**Task brief**
For this exercise, print the records below verbatim.

Natural language region descriptions
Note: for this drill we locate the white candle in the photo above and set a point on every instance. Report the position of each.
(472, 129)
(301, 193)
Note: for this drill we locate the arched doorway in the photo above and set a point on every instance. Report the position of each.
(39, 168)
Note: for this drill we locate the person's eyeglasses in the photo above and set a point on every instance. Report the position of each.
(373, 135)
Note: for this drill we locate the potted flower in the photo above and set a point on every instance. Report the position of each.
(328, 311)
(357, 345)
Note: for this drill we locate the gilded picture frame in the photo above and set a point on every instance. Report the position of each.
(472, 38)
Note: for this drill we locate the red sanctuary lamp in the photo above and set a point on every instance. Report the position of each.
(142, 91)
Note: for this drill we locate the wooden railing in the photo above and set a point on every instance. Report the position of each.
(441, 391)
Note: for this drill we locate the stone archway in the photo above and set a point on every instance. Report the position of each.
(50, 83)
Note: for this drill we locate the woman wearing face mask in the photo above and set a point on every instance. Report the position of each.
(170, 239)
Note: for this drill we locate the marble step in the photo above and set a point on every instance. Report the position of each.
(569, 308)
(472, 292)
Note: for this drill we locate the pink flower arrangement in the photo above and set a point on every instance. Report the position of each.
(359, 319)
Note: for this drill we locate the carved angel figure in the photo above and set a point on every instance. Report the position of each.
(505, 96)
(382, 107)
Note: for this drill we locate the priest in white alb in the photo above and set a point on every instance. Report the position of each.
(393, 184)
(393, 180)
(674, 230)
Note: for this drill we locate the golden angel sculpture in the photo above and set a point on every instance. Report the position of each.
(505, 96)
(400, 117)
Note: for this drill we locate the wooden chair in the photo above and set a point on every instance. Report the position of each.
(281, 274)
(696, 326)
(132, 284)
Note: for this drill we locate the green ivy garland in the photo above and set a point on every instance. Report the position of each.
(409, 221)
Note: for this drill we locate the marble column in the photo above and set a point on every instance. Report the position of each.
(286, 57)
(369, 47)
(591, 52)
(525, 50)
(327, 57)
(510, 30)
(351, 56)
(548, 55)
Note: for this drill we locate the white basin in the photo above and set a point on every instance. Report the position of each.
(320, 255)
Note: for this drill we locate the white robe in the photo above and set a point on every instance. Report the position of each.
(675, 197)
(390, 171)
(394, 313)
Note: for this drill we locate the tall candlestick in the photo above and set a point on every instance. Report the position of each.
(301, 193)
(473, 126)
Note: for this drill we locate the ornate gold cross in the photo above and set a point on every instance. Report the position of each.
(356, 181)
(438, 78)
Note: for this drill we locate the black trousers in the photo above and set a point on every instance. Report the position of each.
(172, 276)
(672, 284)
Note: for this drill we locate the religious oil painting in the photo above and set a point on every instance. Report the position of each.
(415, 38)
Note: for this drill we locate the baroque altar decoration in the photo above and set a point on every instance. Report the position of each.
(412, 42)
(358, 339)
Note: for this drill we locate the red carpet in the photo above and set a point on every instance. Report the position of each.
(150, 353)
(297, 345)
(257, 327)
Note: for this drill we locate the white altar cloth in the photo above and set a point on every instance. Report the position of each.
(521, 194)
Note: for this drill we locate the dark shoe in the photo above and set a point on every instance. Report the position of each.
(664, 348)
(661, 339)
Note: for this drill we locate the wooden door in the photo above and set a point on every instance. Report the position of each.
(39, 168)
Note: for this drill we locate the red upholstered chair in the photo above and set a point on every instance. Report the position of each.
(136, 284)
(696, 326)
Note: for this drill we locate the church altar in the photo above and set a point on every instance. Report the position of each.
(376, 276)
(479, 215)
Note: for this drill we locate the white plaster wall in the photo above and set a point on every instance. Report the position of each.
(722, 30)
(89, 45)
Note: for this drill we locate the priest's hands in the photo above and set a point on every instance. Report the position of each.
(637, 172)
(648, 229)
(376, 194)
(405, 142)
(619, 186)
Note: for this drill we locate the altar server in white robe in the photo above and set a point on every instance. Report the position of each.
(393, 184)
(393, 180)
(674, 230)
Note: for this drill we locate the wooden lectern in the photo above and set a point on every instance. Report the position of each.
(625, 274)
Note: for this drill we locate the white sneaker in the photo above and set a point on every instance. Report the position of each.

**Solution to the problem**
Note: for this drill we locate the white candle in the photo above and set a point on every instance. Report the position of each.
(472, 129)
(301, 193)
Note: for this drill we locate the arched doorway in the photo above and set a point on every instance. Report the position of each.
(39, 168)
Note: for this drill we locate the person's eyeglasses in the photo above and set a point on every instance. Report the position of each.
(373, 135)
Note: for this drill we locate the potted flower in the photo above and set a point on every instance. Report the position of each.
(328, 311)
(357, 345)
Note: for this drill we locate the gilded picture frame in the photo above and set a point on every instance. Report the position of each.
(472, 38)
Note: for this drill we locate the red sanctuary lamp in the photo above and set a point on every instance. Report the position of each.
(142, 91)
Note: for this drill we locate the wooden railing in the photo above and set a point on every instance. Report the position of each.
(441, 391)
Note: for this drill we locate the stone archway in the photo above and set a point on every instance. Report the position of each.
(50, 83)
Note: for this drill we locate the woman wearing face mask in the photo above and set a point on every instance. Report the position of each.
(170, 239)
Note: for this drill we locate the marble step in the photo above and set a point on every instance. Report the position of each.
(569, 308)
(472, 292)
Note: for this drill we locate the pink flower arrangement in the photo above and set a point on every instance. Report the position of each.
(359, 319)
Note: for this drill we locate the carved angel figure in the photo above and set a point on every instance. Report the position of each.
(505, 96)
(382, 107)
Note: for this drill we locate the priest in white alb in the photo above and set a point on every instance. Report the position of each.
(393, 184)
(393, 180)
(674, 230)
Note: for this drill we locate the golden angel sculpture in the photo above and set a point on every instance. Report the position of each.
(505, 96)
(400, 117)
Note: for this drill we locate the wooden chair in the photo above and set a point on every instance. Report the position of each.
(281, 274)
(696, 326)
(132, 284)
Note: for this drill we locate the green ivy garland in the photo above and set a point on every instance. Report the position of each.
(409, 221)
Note: for this drill we locate the marble column in the photo above and set a point on every instance. Report the position of each.
(286, 57)
(369, 47)
(591, 52)
(525, 50)
(327, 57)
(510, 30)
(351, 56)
(548, 55)
Note: for this drill we locate the white basin in the photo above and set a point on every instance. Report the position of each.
(320, 255)
Note: for this drill we locate the white robe in the photo above and set a point on every instance. Report the position of each.
(675, 197)
(390, 171)
(394, 313)
Note: for this drill we locate the tall candlestick in the photo above and set a point on every instance. Report the position of each.
(301, 193)
(473, 126)
Note: for this drill we locate the ornate gold cross in the photo above and set a point on every instance. Report the position of each.
(356, 181)
(438, 78)
Note: for this drill we locate the black trousers in the photo above and set a point on every instance. Report the position of each.
(172, 276)
(672, 284)
Note: for this drill we locate the religious oil painting in the photo above and set a point on every instance. Report the position of each.
(415, 38)
Note: for this drill we locate the baroque altar decoration in the photo above and set a point on every instance. Report the position of each.
(412, 42)
(358, 339)
Note: for this drill we locate the red carpet in the photo above and set a point on every instance. Report the position of each.
(150, 353)
(297, 345)
(257, 327)
Note: for this drill we locate the white altar cloth in the photo above and set a point on every instance. Report the position of each.
(521, 194)
Note: for this drill we locate the dark shoe in the photo above and set a point on every instance. Report the position of each.
(664, 348)
(661, 339)
Note: for this drill we locate the wooden door in the photo above and set a point on every instance. Report the position of each.
(39, 168)
Note: for this drill we locate the red upholstered chair in the photo above and set a point on every instance. Report the position of each.
(136, 284)
(696, 326)
Note: for this drill we locate the church altar in the photo above and set a point on every instance. Report the position of each.
(376, 276)
(479, 215)
Note: for this drill we locate the white plaster wall in the photo above and set a point on every instance. Report the position of each.
(722, 30)
(89, 45)
Note: for this drill we locate the priest's hands in the photo above and set a point on every instance. Report the position of each.
(637, 172)
(648, 229)
(376, 194)
(405, 142)
(619, 186)
Note: for this drill we locate the altar server in white robe in the photo above and set a point on every instance. Report the position of each.
(393, 184)
(393, 180)
(674, 230)
Note: for this drill we locate the wooden lectern in the photo above and set a point on every instance. Report the position of each.
(625, 274)
Note: for this drill we locate the white sneaker in the photo above and set a point on every instance. Report the position of each.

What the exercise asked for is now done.